═══ Provided material ═══

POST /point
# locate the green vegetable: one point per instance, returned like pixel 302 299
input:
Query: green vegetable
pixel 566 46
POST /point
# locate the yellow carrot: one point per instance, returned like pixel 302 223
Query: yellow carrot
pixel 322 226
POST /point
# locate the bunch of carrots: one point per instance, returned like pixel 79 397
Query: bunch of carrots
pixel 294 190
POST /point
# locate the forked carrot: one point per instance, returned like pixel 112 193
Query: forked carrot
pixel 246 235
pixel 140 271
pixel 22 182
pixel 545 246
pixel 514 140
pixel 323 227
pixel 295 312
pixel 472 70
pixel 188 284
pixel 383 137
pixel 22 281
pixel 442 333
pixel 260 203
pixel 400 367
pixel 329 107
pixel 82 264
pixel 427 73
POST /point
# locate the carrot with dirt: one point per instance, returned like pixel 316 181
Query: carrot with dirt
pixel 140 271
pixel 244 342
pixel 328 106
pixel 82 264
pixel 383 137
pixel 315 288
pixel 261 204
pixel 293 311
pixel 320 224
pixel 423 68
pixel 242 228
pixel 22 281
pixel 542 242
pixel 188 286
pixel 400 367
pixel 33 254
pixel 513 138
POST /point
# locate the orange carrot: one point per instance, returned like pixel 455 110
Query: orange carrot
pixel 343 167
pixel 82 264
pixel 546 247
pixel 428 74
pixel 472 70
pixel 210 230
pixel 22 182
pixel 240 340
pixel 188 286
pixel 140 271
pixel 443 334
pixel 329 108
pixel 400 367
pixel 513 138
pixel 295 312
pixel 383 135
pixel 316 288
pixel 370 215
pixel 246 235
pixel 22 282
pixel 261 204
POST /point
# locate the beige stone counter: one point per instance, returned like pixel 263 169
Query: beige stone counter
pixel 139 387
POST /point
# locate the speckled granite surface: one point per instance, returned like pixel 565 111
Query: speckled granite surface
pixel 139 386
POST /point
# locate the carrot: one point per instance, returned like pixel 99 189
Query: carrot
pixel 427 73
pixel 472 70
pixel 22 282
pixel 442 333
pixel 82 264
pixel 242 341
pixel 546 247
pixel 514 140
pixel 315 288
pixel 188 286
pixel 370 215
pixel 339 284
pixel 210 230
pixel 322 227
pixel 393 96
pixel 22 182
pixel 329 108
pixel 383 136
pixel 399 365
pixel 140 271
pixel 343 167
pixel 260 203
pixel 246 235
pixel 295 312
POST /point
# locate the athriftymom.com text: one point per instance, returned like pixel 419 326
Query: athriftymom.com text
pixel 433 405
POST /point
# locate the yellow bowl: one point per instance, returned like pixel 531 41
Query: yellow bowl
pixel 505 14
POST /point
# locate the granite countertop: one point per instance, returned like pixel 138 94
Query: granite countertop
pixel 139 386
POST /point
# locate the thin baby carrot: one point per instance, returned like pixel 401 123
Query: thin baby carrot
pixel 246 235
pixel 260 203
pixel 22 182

═══

• Instructions to follow
Quote the items verbatim, from the first line down to and including the line that contains "pixel 294 190".

• Response to this exercise
POST /point
# locate the green vegetable: one point per instance, returned like pixel 302 299
input:
Query: green vegetable
pixel 566 46
POST /point
# locate the yellow carrot: one point per instance, returned like pixel 302 223
Query: yellow carrot
pixel 322 226
POST /point
# locate the bunch of carrots: one point per instance, returned like pixel 79 397
Query: bunch of carrots
pixel 294 190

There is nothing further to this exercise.